A escola, como dito anteriormente, trabalhará em conjunto com os especialistas.
Mas, quem são eles? “São duas abordagens mais utilizadas nesse
caso: a psicanálise e a comportamental. A segunda é mais específica para ensinar
novos comportamentos, mudar uma fobia ou atender crianças atípicas. Se a questão for de comportamento
emocional ou de pensamento, a psicanálise Winnicottiana seria ideal para começar a investigar e entender o que essa criança
está sentindo”, explica Carolina.
O papel dos pais na jornada da depressão infantojuvenil
Se a escola e a escuta profissional são parte do caminho, a outra parte, é
claro, fica aos tutores. E vale dizer, uma parte bastante significativa. Sabemos
que há um fator genético importante envolvido em vários casos de depressão. Mas, há outros
vários casos que se dão por conta de um ambiente estressor ou
algum gatilho específico, uma situação vivida por aquela criança ou
adolescente, por exemplo.
“Se eu tenho um ambiente familiar disfuncional com muita agressividade, brigas
entre o casal, violências físicas, psicológicas e às vezes até um abuso sexual,
esses fatores todos vão marcar significativamente essa criança e esse
adolescente, aumentando a possibilidade do desenvolvimento de um transtorno”,
revela Sandra Evangelista.
“O que nós temos hoje são os pais provedores da família, que saem para trabalhar e ficam distantes dos seus filhos. Oferecer boas
oportunidades para seus filhos é importante. Porém, mais importante ainda é garantir o afeto e a segurança emocional. E como a
gente faz isso? Sendo presença. Estando perto. Brincando junto. Entendendo como
está sendo o dia a dia deles, quais são as dificuldades”, pontua.

> O QUE FAZER:
No texto sobre depressão infantojuvenil, substitua "tutores" por "responsáveis" no trecho que vai de "Mas, quem são" até "adolescente, por exemplo." e reproduza esse trecho por inteiro.

> DADOS EXTRAÍDOS:

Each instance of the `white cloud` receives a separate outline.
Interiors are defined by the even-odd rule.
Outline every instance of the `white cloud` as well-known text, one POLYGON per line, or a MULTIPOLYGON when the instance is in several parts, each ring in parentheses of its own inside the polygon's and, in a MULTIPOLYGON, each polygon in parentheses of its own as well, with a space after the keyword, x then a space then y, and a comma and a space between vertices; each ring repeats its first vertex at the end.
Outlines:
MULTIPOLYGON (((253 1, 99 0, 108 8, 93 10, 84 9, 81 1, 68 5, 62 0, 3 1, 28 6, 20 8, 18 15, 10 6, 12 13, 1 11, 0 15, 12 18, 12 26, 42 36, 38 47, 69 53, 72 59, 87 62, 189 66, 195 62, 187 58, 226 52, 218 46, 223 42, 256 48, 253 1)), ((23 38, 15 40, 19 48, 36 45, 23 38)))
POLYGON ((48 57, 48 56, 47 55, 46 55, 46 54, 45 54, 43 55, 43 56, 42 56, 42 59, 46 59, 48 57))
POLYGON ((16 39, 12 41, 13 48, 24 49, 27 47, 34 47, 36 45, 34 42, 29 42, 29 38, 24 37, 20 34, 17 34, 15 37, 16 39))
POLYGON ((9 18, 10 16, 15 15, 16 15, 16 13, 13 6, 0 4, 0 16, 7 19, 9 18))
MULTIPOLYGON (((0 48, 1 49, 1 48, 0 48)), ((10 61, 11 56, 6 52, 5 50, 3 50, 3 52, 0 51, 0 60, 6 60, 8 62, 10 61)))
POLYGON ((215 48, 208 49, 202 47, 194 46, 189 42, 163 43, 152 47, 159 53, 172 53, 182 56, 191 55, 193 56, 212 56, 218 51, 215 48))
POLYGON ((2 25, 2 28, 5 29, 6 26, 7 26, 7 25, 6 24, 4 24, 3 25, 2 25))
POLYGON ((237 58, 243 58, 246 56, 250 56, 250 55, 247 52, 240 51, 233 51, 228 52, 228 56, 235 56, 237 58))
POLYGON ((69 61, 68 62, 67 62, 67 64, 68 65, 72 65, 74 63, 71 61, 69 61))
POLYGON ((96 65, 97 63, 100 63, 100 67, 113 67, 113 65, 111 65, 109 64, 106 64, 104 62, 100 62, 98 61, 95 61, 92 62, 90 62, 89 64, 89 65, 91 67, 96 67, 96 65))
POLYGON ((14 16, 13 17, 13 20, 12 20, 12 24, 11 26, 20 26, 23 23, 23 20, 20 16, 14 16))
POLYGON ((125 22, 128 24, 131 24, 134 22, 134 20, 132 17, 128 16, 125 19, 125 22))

> RESULTADO:
Mas, quem são eles? “São duas abordagens mais utilizadas nesse
caso: a psicanálise e a comportamental. A segunda é mais específica para ensinar
novos comportamentos, mudar uma fobia ou atender crianças atípicas. Se a questão for de comportamento
emocional ou de pensamento, a psicanálise Winnicottiana seria ideal para começar a investigar e entender o que essa criança
está sentindo”, explica Carolina.
O papel dos pais na jornada da depressão infantojuvenil
Se a escola e a escuta profissional são parte do caminho, a outra parte, é
claro, fica aos responsáveis. E vale dizer, uma parte bastante significativa. Sabemos
que há um fator genético importante envolvido em vários casos de depressão. Mas, há outros
vários casos que se dão por conta de um ambiente estressor ou
algum gatilho específico, uma situação vivida por aquela criança ou
adolescente, por exemplo.